[Dataset records]
───

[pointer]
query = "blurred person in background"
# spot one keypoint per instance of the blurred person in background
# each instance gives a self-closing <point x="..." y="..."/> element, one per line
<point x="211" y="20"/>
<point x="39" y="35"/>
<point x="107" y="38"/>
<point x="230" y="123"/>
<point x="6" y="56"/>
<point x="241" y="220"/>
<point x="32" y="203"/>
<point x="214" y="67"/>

───

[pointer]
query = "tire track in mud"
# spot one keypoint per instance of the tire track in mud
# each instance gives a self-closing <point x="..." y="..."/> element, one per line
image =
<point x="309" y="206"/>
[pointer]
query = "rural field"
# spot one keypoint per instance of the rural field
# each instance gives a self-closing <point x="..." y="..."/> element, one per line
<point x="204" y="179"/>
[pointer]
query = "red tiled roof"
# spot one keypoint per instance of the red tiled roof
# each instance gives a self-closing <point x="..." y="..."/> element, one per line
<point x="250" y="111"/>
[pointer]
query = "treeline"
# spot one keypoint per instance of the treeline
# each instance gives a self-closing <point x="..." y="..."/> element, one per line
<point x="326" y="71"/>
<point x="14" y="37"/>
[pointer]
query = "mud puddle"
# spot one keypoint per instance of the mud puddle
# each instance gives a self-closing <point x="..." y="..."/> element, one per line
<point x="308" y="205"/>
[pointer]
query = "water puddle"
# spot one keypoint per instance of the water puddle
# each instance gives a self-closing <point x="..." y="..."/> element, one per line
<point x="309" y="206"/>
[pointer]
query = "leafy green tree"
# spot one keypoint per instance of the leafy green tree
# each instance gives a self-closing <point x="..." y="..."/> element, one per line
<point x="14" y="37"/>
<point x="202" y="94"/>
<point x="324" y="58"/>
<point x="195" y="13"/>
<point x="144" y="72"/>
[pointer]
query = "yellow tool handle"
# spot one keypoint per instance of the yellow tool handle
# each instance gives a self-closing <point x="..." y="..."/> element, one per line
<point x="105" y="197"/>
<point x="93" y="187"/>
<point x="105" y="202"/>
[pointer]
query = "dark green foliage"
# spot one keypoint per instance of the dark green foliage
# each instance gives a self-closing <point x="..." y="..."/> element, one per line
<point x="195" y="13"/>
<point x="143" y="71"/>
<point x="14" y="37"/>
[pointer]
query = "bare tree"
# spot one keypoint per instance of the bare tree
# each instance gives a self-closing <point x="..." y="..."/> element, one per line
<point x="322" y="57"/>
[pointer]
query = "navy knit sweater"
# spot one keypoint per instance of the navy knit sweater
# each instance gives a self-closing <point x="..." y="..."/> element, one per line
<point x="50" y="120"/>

───

Work task — Report only the number of lines in the records that include the word "dark".

Answer section — 2